## Data listing
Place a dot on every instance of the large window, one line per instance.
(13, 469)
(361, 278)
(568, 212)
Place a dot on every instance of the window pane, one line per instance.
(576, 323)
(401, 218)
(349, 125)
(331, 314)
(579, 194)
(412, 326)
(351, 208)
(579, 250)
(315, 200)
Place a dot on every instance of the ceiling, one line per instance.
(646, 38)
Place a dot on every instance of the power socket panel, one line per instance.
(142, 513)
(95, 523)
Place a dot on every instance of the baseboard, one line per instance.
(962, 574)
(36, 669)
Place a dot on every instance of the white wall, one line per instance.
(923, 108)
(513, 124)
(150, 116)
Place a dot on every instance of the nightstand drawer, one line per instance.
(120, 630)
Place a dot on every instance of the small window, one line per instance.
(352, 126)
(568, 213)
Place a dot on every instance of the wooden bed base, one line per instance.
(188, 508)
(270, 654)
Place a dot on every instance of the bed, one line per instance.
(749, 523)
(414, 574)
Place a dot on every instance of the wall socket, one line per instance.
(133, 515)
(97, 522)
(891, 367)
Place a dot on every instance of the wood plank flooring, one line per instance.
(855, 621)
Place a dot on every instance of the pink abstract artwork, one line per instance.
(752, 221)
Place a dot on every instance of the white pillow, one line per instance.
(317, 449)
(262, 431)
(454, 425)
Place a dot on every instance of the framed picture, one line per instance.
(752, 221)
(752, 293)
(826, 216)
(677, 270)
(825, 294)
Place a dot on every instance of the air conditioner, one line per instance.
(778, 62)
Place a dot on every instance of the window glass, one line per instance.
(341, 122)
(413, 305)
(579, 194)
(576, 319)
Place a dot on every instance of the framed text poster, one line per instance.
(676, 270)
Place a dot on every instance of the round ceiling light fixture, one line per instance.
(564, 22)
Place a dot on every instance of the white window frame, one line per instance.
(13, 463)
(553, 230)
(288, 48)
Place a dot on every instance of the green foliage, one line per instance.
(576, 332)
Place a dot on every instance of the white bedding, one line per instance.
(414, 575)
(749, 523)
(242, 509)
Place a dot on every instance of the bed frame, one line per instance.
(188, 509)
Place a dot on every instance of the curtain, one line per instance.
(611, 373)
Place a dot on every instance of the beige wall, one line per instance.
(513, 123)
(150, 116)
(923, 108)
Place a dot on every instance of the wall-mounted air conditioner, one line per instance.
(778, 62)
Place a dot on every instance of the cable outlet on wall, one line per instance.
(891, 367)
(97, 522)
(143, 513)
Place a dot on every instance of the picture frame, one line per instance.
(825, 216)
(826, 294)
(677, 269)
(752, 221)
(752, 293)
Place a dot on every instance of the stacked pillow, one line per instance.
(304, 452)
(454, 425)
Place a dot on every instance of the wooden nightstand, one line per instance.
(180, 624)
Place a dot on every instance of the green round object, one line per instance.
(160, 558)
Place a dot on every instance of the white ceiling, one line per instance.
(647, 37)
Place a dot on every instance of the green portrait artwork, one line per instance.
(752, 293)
* * *
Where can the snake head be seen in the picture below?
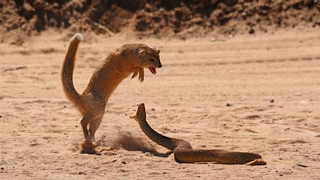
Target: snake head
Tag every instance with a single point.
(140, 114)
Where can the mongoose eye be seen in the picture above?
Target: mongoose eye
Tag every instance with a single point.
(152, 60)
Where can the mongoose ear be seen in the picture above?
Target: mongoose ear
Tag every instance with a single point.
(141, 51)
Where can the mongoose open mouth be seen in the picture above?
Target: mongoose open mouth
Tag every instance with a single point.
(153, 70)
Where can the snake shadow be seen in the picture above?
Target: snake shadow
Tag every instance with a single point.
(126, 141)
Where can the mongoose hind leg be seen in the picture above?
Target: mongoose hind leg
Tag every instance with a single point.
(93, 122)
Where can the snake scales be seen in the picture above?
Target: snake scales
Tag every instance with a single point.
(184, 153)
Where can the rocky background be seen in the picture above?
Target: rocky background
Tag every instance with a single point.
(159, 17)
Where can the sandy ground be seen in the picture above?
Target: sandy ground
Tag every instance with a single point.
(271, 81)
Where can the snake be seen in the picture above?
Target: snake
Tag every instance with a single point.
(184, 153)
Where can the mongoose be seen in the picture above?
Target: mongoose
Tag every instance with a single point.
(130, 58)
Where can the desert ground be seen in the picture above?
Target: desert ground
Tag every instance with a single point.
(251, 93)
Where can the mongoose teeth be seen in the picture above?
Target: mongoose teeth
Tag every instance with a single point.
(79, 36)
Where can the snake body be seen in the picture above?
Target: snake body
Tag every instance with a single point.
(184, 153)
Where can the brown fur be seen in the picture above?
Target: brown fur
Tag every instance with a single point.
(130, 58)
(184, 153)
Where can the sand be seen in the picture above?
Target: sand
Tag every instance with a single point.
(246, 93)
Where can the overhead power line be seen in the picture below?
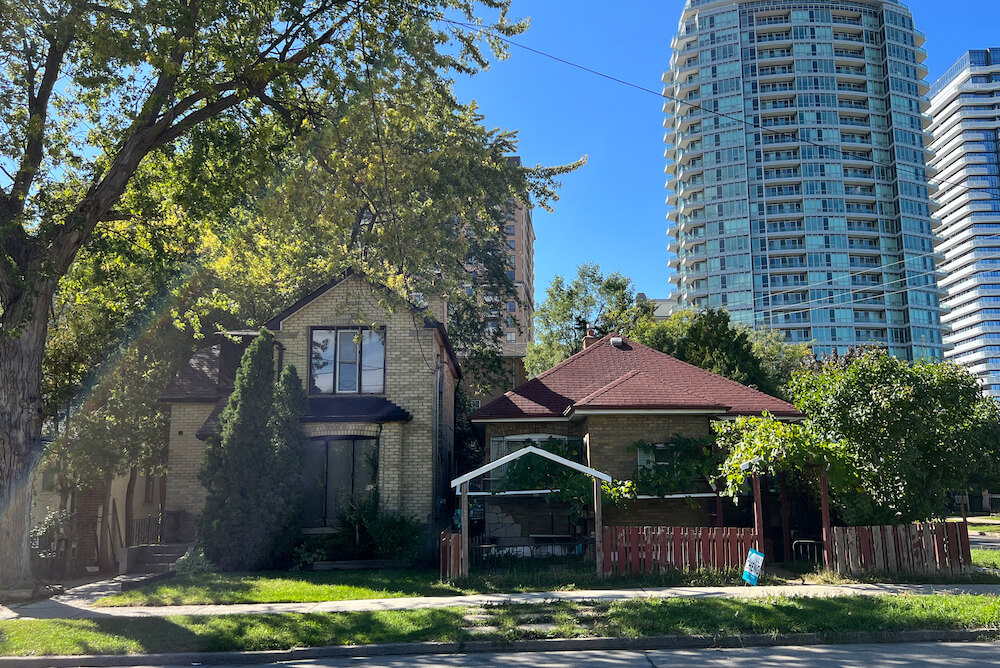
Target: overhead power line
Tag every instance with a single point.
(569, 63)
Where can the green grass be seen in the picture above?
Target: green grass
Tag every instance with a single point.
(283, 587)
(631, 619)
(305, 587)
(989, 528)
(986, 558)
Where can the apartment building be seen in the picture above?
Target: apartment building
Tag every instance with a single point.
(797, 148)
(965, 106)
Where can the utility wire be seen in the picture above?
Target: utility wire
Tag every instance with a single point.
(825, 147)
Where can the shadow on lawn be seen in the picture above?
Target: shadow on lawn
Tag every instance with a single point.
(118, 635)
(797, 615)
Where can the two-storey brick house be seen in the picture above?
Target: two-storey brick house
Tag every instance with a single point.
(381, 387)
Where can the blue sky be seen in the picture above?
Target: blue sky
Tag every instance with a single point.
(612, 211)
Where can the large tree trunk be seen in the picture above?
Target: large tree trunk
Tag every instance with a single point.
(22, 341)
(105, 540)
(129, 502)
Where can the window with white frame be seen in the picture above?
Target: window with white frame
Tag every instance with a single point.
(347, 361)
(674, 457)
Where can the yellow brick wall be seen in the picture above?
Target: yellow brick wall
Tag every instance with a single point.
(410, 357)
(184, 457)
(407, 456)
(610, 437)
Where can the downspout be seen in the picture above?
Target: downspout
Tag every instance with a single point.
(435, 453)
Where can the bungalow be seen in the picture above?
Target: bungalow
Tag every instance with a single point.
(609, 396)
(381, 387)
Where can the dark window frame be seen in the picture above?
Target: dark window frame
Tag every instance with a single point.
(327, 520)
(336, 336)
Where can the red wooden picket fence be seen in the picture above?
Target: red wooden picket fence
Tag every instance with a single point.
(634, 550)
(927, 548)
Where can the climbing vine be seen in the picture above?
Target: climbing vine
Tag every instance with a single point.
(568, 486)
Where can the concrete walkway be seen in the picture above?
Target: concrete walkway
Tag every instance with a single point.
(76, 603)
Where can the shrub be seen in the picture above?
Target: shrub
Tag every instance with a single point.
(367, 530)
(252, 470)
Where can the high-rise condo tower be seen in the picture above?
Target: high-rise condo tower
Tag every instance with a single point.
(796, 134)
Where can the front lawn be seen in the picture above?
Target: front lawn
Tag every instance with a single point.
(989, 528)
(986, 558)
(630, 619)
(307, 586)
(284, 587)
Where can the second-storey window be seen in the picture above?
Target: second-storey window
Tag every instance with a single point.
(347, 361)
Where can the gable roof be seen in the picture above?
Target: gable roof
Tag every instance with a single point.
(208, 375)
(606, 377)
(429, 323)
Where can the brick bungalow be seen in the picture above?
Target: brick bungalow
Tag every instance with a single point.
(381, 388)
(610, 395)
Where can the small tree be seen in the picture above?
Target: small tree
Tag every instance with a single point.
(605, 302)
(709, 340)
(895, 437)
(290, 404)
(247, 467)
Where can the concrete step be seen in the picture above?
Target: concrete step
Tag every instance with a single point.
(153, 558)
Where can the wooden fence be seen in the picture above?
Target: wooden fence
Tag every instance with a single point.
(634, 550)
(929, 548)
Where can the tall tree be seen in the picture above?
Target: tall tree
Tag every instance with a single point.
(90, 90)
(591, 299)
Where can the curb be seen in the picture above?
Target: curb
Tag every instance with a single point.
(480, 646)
...
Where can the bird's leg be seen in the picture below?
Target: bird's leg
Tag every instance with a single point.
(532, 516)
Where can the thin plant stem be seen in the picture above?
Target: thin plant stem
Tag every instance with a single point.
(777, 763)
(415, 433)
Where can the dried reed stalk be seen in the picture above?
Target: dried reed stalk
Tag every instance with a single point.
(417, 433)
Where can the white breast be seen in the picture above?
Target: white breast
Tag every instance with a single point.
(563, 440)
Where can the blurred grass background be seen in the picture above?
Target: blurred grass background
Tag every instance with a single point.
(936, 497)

## What you should do
Please show every line above that includes the word "desert".

## Answer space
Where can the desert ground be seen in the picture above?
Target: desert ground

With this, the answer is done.